En amont des établissements et services, les instituts de formation d’aides-soignants (Ifas) peinent eux-mêmes à trouver des candidats. Selon la Drees, le nombre d’admis au concours d’aide-soignant est passé de 106 000 en 2013 à 80 000 en 2017, soit une chute de 25 %. De nombreux centres de formation ont été contraints, ces dernières années, de repousser la date butoir des inscriptions à leurs concours. Les opérations « portes ouvertes » et de communication se multiplient sur les territoires. Pour cette rentrée 2019, la région Occitanie – particulièrement touchée par la chute de candidats en Ifas – a mis en place des « contrats de fidélisation ». Ce dispositif prévoit le versement d’une allocation mensuelle de 150 € ou 200 €, sur dix mois de formation, versée aux élèves aides-soignants qui s’engagent à faire leur stage dans un établissement situé en zone rurale et à y rester après l’obtention de leur diplôme sur une période de deux à trois ans. L’aide versée par la région s’ajoutera à une aide d’un montant versé par l’établissement.
Afin de redonner un élan aux instituts de formation, le rapport « Libault » proposait de repenser le format de l’examen du concours d’entrée « en valorisant davantage l’évaluation des aptitudes relationnelles, de la capacité d’écoute et des motivations des candidats. L’équilibre entre ces savoir-faire et les connaissances académiques doit être revu. » Le Synerpa, syndicat patronal des gestionnaires de maisons de retraite privées, va encore plus loin, en appelant de ses vœux la suppression du concours d’aide-soignant « afin de susciter davantage de vocation ».

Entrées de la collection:

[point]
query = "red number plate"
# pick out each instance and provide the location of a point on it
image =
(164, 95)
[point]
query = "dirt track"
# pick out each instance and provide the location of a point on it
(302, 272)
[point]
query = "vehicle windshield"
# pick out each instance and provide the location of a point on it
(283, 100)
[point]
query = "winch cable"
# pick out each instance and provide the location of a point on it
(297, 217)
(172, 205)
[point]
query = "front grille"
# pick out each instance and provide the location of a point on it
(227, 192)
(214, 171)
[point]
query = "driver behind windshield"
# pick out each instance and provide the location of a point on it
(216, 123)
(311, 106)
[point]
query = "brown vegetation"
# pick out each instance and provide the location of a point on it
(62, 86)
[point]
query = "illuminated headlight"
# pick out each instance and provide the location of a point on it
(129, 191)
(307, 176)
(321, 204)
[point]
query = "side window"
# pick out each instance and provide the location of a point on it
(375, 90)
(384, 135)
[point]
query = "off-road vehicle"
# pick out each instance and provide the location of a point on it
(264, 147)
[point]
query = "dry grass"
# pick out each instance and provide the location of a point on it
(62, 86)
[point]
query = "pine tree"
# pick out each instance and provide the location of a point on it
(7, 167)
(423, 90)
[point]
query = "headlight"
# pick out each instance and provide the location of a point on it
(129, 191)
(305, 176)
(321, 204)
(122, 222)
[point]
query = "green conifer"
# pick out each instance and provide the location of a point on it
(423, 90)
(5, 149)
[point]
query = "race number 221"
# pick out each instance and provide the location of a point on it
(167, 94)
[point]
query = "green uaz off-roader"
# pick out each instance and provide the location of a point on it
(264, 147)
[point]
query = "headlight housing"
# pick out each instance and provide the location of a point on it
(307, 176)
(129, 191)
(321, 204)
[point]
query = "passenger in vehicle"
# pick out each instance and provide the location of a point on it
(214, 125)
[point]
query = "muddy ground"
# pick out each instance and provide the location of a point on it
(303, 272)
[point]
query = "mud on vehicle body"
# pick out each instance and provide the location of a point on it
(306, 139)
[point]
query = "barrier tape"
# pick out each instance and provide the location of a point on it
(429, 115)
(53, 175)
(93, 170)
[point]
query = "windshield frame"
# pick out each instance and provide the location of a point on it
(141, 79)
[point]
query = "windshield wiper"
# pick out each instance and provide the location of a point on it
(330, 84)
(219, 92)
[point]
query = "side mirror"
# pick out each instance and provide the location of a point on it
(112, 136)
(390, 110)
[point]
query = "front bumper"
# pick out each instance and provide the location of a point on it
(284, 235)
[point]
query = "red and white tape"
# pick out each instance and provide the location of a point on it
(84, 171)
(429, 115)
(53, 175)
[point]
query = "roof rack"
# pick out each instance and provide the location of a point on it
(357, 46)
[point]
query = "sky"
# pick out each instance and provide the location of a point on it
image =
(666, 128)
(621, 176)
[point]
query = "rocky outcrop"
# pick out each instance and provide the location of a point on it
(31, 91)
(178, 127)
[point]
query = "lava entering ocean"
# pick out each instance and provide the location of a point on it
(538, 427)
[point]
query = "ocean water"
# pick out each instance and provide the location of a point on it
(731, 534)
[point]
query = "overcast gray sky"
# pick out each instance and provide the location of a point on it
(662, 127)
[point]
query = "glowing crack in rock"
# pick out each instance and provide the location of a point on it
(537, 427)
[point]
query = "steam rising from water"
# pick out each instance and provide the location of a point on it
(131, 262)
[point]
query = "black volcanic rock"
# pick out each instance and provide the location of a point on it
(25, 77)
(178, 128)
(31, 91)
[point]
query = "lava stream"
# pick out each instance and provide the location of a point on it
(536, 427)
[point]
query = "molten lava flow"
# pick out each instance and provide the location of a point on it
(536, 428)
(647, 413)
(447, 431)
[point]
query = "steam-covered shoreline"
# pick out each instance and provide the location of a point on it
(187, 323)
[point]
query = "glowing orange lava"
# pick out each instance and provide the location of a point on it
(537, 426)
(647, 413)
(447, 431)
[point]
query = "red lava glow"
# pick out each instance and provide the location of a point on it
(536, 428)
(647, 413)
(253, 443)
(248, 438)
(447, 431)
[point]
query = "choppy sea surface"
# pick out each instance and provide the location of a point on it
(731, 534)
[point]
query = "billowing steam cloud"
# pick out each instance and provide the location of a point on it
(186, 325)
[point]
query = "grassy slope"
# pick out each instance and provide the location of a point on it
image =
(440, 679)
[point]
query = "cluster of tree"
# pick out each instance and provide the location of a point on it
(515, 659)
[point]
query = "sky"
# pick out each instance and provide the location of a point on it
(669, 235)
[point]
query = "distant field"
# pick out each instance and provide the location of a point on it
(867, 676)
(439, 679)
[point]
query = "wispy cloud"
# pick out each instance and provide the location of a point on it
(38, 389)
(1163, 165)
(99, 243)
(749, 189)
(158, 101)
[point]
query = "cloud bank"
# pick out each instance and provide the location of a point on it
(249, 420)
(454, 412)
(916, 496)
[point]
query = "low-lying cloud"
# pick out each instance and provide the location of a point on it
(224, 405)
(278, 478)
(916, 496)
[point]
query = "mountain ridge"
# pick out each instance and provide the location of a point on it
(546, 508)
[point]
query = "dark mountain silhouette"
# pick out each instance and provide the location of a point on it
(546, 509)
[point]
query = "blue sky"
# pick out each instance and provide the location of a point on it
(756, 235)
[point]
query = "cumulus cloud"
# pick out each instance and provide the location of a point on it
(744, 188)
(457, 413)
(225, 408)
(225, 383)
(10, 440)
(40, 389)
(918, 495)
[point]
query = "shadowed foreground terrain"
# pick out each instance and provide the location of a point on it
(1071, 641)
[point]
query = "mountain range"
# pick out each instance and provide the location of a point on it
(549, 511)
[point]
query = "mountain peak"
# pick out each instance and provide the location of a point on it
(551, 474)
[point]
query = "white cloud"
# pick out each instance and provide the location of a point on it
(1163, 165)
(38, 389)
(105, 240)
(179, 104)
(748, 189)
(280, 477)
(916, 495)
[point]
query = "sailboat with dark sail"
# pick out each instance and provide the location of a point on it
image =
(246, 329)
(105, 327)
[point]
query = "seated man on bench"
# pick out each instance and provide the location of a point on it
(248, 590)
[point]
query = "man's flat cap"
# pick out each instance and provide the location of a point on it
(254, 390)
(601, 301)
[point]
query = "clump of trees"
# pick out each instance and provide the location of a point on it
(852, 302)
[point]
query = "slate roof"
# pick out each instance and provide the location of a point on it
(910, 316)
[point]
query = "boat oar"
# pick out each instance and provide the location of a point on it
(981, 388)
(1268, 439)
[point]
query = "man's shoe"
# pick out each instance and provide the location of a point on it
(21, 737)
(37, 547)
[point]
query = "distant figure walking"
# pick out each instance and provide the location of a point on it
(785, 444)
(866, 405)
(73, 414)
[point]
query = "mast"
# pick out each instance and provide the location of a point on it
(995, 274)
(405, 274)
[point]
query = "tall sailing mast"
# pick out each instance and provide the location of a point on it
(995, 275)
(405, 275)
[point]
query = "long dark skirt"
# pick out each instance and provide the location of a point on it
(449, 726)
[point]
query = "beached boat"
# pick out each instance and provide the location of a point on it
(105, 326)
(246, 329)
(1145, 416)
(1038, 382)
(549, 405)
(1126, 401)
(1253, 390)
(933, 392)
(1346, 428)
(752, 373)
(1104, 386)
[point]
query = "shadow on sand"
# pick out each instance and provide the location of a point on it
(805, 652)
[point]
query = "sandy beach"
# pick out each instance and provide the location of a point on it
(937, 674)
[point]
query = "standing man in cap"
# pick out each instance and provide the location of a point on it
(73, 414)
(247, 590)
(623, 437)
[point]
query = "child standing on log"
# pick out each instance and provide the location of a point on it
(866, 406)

--- Objectif visé ---
Reprenez la rédaction de l'extrait sur le recrutement dans les instituts de formation d'aides-soignants, à la suite de sa dernière phrase.

--- Résultat attendu ---
Un autre chantier décisif pour les aides-soignants est également en cours. Dans ce cadre, stratégie de transformation du système de santé « Ma santé 2022 », et en lien avec la réflexion sur le secteur du grand âge menée par Dominique Libault, un groupe de travail (ministère, organisations syndicales, fédérations d’employeurs, représentants des centres de formation d’aides-soignants, fédérations d’aides-soignants et l’Ordre national des infirmiers) planche, depuis mars 2019, sur « l’actualisation », la réingénierie des référentiels activités/compétences/formation des aides-soignants « afin de mieux répondre aux réalités de leur exercice ». Engagés en 2015 puis stoppés, ces travaux devront notamment tenir compte des spécificités de l’exercice des aides-soignants auprès des personnes âgées, au domicile comme en établissement. Une discussion qui s’annonce à nouveau houleuse, les syndicats d’infirmiers étant hostiles au transfert de certains champs de compétences aux aides-soignants.
Selon l’édition 2019 du baromètre « Appel médical des salaires de la santé », publié en mai, « le manque de professionnels disponibles et les tensions qui en résultent ne se répercutent pas vraiment sur le bulletin de paie »(1). En 2018, les aides-soignants ont gagné en moyenne 1 769 € brut par mois. Un salaire en faible hausse (1,4 %) par rapport à 2017. D’après les statistiques, le secteur public offre les salaires les plus élevés (1 876 € brut mensuel). Le baromètre constate des écarts salariaux très significatifs avec l’associatif (plus de 100 € de moins par mois) et davantage encore avec le secteur privé, qui affiche un salaire moyen inférieur de près de 200 € mensuel.
(1) L’étude repose sur l’analyse de 822 996 fiches de paie d’intérimaires Appel médical, sur les années pleines 2018 et 2017.